_Exercise_. State how many of the lines below contain the string "gravel". Case counts, and your reply should be the number alone.

=-=-=-=-=

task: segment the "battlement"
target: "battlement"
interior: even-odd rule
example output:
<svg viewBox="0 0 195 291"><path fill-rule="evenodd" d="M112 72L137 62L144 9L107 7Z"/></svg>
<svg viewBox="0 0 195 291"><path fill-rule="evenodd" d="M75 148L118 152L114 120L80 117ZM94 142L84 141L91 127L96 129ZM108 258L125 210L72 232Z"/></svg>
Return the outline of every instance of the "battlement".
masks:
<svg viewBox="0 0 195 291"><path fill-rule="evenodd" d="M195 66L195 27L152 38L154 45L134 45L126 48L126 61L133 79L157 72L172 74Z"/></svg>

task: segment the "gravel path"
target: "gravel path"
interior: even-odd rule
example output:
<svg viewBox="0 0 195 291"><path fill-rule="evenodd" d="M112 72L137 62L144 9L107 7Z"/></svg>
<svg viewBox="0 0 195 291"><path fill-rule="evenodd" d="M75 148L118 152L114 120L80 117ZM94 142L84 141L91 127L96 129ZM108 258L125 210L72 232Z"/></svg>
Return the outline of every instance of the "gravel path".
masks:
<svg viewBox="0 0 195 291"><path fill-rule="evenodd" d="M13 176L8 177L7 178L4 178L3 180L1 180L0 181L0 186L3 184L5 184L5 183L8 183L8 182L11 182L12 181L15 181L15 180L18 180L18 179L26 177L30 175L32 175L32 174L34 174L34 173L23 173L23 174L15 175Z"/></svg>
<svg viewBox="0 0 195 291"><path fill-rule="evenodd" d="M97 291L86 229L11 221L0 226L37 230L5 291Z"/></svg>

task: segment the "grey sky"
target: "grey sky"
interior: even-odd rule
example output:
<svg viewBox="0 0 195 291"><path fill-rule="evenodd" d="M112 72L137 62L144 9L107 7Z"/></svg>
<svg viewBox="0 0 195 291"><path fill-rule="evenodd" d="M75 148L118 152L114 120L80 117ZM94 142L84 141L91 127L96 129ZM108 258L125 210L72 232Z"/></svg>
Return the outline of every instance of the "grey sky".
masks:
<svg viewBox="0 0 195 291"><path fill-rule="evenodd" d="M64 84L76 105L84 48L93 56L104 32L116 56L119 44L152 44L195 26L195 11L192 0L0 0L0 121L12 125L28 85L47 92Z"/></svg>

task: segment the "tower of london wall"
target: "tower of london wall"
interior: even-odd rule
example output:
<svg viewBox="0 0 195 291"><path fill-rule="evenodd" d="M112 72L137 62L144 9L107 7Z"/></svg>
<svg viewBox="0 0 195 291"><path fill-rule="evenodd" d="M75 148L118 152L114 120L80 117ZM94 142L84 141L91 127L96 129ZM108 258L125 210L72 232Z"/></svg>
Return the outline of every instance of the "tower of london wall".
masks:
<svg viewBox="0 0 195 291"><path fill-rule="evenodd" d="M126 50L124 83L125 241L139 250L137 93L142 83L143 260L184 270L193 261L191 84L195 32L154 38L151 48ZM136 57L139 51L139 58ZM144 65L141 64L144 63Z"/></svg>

=-=-=-=-=

_Worked solution_. 3